:: RECORDS TO USE ::
'''

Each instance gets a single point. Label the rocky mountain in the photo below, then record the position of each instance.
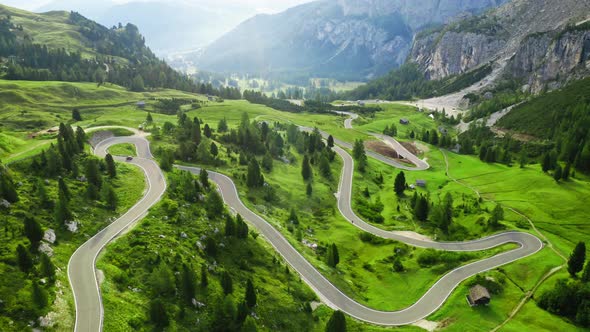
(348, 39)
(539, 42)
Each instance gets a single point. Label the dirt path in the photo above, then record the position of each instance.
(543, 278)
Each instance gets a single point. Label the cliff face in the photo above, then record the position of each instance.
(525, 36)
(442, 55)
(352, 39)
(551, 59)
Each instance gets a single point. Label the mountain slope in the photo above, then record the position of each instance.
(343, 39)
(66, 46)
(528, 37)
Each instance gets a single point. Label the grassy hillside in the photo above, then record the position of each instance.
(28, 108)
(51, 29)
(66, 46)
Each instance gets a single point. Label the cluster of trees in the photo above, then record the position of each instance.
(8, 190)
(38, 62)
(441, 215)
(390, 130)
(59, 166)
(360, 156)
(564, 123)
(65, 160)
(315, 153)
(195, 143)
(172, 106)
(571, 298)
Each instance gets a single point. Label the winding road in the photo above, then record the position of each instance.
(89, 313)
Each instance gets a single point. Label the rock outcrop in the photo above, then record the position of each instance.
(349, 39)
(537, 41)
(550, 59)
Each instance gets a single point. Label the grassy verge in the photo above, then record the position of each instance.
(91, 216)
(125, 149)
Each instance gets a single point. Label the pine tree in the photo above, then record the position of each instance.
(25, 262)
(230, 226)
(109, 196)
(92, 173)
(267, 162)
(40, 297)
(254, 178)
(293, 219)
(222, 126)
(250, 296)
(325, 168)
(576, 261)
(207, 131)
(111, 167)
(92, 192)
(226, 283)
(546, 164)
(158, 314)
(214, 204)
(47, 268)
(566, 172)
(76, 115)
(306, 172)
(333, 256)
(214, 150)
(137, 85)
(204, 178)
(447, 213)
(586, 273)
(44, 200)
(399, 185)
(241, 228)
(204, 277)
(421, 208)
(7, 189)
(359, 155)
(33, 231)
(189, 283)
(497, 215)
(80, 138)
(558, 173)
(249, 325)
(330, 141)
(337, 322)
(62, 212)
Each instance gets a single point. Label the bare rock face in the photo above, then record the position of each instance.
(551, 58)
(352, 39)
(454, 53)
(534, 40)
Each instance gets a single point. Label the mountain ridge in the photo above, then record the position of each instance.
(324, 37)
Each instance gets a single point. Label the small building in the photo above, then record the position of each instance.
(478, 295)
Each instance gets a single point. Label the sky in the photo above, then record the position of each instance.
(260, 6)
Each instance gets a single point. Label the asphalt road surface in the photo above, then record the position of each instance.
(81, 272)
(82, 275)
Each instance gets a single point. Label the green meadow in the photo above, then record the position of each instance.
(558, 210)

'''
'''

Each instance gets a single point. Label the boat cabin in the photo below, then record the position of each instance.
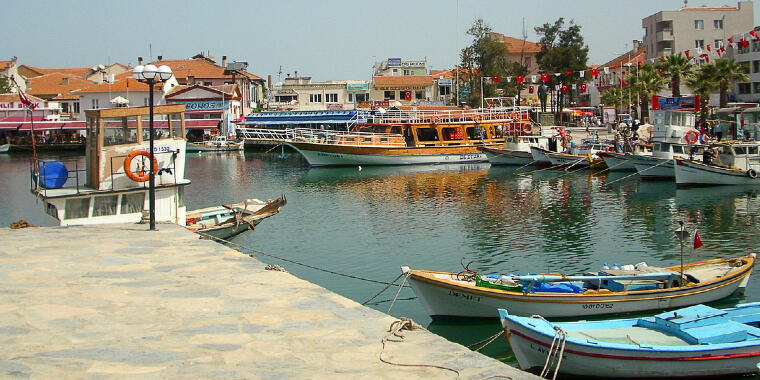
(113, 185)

'''

:: DIRECTIONS FOR THIS TASK ::
Copy out every line from the entries above that contains the word "below".

:: FINISHED ANSWER ::
Each instance gets a single point. Label the rocky mountain in the photo below, then record the position of each instance.
Each instance gets a single point. Label the boat cabin in the photo below, then record the position of each instance.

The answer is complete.